(Work to do)
Pick up the reflection on checking the decadence left by the Western Enlightenment and carry it on from its final sentence.

Feast of the Circumcision of Our Lord and Savior Jesus Christ and of St Basil the Great
Anno Domini 2020, January 1


OUR REFLECTIONS hitherto have directed our glance backwards to the widespread ruin left by the Western Enlightenment. But we are now faced with a serious question. What can we do, we whom Providence has placed in this situation, if we intend not to allow ourselves to drift passively down the stream of events, but rather to check this progressive decadence?

To answer this question seriously we must first of all clear up some preliminary questions which appear to be blocking the way to a solution of this fundamental problem of the age.

The first of these preliminary questions is this: is it still possible in principle to arrest a destiny so overwhelmingly powerful because it is the result of an accumulation of energy which has proceeded unchecked for three or four centuries? This is no idle question. The pessimism in both life and culture that has existed ever since the beginning of the nineteenth century is sufficient proof how far Western man has lost his old belief in the power of the mind and free will, which still dominated the eighteenth century, with its boundless confidence in reason. Contemporary fatalism, as manifested, for example, in the historical philosophy of Oswald Spengler, has proclaimed to the entire world that man must be regarded as simply the passive channel through which flows a stream of cosmic process wholly determined by natural law, which leaves no room for personal action.

(Entries provided)
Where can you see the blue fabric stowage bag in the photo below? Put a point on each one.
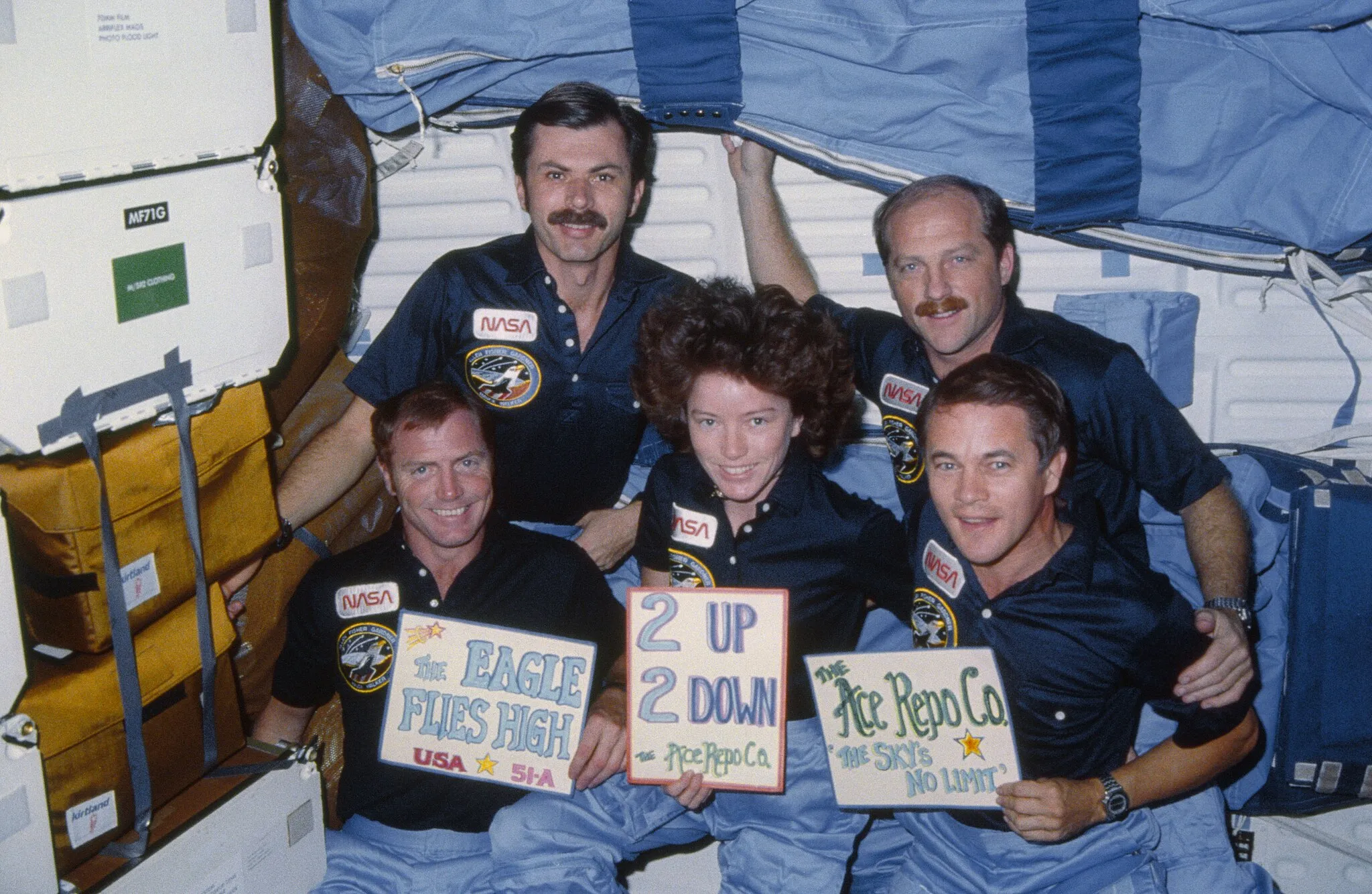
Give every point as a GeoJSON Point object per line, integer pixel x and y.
{"type": "Point", "coordinates": [1160, 327]}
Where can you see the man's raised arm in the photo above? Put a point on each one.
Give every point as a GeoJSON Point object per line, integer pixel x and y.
{"type": "Point", "coordinates": [1055, 809]}
{"type": "Point", "coordinates": [331, 463]}
{"type": "Point", "coordinates": [1217, 539]}
{"type": "Point", "coordinates": [773, 253]}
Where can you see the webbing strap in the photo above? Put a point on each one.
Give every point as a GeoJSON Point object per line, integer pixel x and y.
{"type": "Point", "coordinates": [191, 510]}
{"type": "Point", "coordinates": [1302, 265]}
{"type": "Point", "coordinates": [125, 659]}
{"type": "Point", "coordinates": [78, 415]}
{"type": "Point", "coordinates": [316, 546]}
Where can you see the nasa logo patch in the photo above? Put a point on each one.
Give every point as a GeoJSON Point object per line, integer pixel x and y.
{"type": "Point", "coordinates": [365, 653]}
{"type": "Point", "coordinates": [688, 570]}
{"type": "Point", "coordinates": [902, 393]}
{"type": "Point", "coordinates": [512, 326]}
{"type": "Point", "coordinates": [366, 599]}
{"type": "Point", "coordinates": [693, 527]}
{"type": "Point", "coordinates": [943, 569]}
{"type": "Point", "coordinates": [933, 623]}
{"type": "Point", "coordinates": [502, 377]}
{"type": "Point", "coordinates": [904, 448]}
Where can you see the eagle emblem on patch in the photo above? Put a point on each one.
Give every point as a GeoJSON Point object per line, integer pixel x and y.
{"type": "Point", "coordinates": [365, 655]}
{"type": "Point", "coordinates": [688, 570]}
{"type": "Point", "coordinates": [904, 448]}
{"type": "Point", "coordinates": [502, 377]}
{"type": "Point", "coordinates": [933, 623]}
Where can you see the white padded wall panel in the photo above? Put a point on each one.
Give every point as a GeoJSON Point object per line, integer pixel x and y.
{"type": "Point", "coordinates": [1263, 374]}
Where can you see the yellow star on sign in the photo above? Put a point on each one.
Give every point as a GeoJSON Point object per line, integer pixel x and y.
{"type": "Point", "coordinates": [417, 636]}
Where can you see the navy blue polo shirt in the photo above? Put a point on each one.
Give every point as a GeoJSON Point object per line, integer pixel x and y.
{"type": "Point", "coordinates": [521, 580]}
{"type": "Point", "coordinates": [1128, 434]}
{"type": "Point", "coordinates": [567, 424]}
{"type": "Point", "coordinates": [827, 548]}
{"type": "Point", "coordinates": [1081, 645]}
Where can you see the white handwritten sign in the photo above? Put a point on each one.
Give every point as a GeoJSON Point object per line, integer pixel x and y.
{"type": "Point", "coordinates": [707, 686]}
{"type": "Point", "coordinates": [927, 728]}
{"type": "Point", "coordinates": [486, 704]}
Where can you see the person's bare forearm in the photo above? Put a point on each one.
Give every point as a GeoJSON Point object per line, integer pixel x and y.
{"type": "Point", "coordinates": [1168, 769]}
{"type": "Point", "coordinates": [1055, 809]}
{"type": "Point", "coordinates": [774, 256]}
{"type": "Point", "coordinates": [328, 466]}
{"type": "Point", "coordinates": [1217, 539]}
{"type": "Point", "coordinates": [281, 722]}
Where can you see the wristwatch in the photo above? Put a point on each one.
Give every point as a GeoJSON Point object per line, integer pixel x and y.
{"type": "Point", "coordinates": [1238, 606]}
{"type": "Point", "coordinates": [1116, 801]}
{"type": "Point", "coordinates": [283, 540]}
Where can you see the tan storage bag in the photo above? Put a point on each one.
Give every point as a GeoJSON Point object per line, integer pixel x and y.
{"type": "Point", "coordinates": [54, 509]}
{"type": "Point", "coordinates": [76, 706]}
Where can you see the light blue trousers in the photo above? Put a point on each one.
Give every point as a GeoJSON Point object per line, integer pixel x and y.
{"type": "Point", "coordinates": [797, 841]}
{"type": "Point", "coordinates": [366, 857]}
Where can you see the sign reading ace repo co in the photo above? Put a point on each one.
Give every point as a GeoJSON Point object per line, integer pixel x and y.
{"type": "Point", "coordinates": [927, 728]}
{"type": "Point", "coordinates": [707, 686]}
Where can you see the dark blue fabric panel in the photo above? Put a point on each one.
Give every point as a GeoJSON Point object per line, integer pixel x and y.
{"type": "Point", "coordinates": [1084, 80]}
{"type": "Point", "coordinates": [688, 61]}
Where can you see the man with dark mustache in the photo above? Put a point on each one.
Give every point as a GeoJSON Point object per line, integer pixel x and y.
{"type": "Point", "coordinates": [949, 252]}
{"type": "Point", "coordinates": [541, 327]}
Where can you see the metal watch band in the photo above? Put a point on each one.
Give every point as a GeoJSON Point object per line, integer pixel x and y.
{"type": "Point", "coordinates": [1116, 801]}
{"type": "Point", "coordinates": [1235, 604]}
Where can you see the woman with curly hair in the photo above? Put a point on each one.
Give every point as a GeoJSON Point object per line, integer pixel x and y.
{"type": "Point", "coordinates": [754, 390]}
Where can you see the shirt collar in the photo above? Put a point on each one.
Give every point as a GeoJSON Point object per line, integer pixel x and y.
{"type": "Point", "coordinates": [525, 263]}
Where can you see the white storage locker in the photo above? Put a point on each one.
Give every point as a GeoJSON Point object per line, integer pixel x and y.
{"type": "Point", "coordinates": [98, 88]}
{"type": "Point", "coordinates": [26, 865]}
{"type": "Point", "coordinates": [102, 282]}
{"type": "Point", "coordinates": [13, 672]}
{"type": "Point", "coordinates": [265, 840]}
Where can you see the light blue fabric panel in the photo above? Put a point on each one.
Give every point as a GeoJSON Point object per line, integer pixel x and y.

(The reply)
If, in reaction against this conception, a handful of idealists take refuge in an equally one-sided method and attempt to hide with a few cheap idealistic declarations the tremendous burden of fatality which at present presses so hard upon us, this rash idealism is just as blind as the blind fatalism it combats. We have but to consider the difficult problems involved by the modern economic system, indeed by the entire machinery of that civilization which we serve, to realize that this potent destiny which we ourselves have prepared cannot be averted by an airy wave of the hand. Even the man who withdraws from the contemporary world into a lonely Thebaid soon discovers that the tentacles of civilization reach him even there, for the monasteries of today make use of the comforts of modern civilization, however determined their rejection of the spirit which that civilization represents.

Or consider the Machiavellian principle of autonomy accepted as the political principle of the modern state. How could a Christian statesman today absolutely reject this political bestiality, and build up his state entirely on the foundation of the Christian ideal of love? Obviously he could not, for by such an attempt either he would gravely imperil the existence of his country, or his own career as a statesman would speedily be cut short by an all-powerful public opinion. 

We are therefore compelled to recognize both alike; the objective burden of destiny, on the one hand, and, on the other, the power of ideas, freedom, and personal action. But we must not ignore the constantly shifting relation in which, historically, these two factors of liberty and fate stand to one another. The opinion of Hegel, for instance, that history consists of a beeline progress towards freedom, must be emphatically rejected. There is no constancy whatever in the relationship between these two historical forces, liberty and fate. On the contrary, the latter force, fate, is always developing by its own momentum until the opposing force, freedom, seems reduced to the minimum of a mere potentiality. The marvel is that this mere potentiality of freedom though faced by a fatality grown so excessively powerful is sufficient to enable the human will to rise superior to fate, and, at times, with such catastrophic force that in one night, so to speak, it uproots the jungle of poisonous growths fostered for an entire age by a destiny whose sway had known no check. This occurs whenever personalities inspired by a fervent belief in their mission intervene at the right moment in the causally determined course of events. The example of a man like St. Francis in the thirteenth century should prove to us how erroneous is the doctrine, recently advanced by Max Scheler, that ideal factors are impotent in face of real factors; that is, we regard the former not, like Hegel, as ideas acting impersonally, but in that concrete form in which alone ideas normally take shape, namely personalities, inspired by a powerful faith, which have always been, through the world’s history, the agents of the Eternal.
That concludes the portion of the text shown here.